• _ABOUT THIS EXERCISE_:
Once the line containing "For each instance of the green" is found in the entries below, restate it and each following line word for word, stopping after the line containing "For each instance of the out-of-focus".

• _TASK INPUT_:
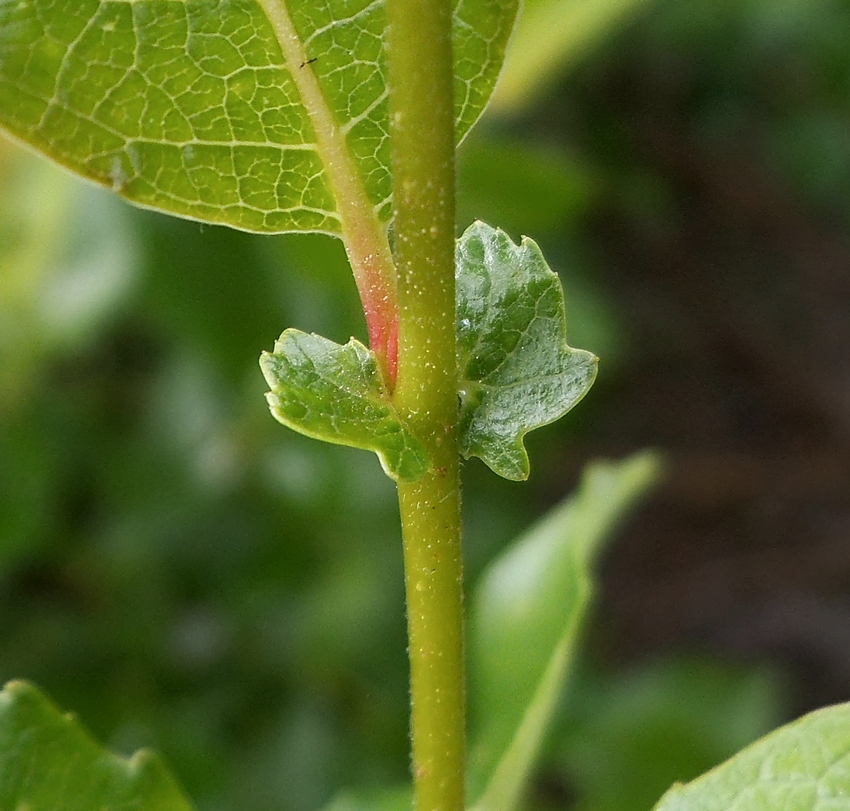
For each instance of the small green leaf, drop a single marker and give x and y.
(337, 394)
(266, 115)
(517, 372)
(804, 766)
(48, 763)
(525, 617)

* * *

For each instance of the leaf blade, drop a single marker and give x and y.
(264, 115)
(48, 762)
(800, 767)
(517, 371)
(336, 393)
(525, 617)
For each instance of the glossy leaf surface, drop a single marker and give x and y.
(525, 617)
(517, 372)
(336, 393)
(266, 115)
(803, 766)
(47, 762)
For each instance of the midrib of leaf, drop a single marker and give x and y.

...

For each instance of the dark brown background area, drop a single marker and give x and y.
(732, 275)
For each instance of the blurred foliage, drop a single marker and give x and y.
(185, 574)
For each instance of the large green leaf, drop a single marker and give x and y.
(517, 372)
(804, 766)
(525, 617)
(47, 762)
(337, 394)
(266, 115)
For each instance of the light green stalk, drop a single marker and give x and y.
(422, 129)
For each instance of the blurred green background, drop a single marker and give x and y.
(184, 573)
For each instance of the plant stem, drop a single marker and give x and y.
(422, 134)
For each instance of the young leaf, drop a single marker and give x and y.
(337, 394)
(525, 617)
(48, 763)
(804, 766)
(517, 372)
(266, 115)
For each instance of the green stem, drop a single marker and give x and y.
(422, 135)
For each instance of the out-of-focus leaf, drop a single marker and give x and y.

• _RESPONSE BOX_:
For each instance of the green stem, drop a single marker and give x and y.
(422, 135)
For each instance of the out-of-focus leaf, drop a single marker and give x and y.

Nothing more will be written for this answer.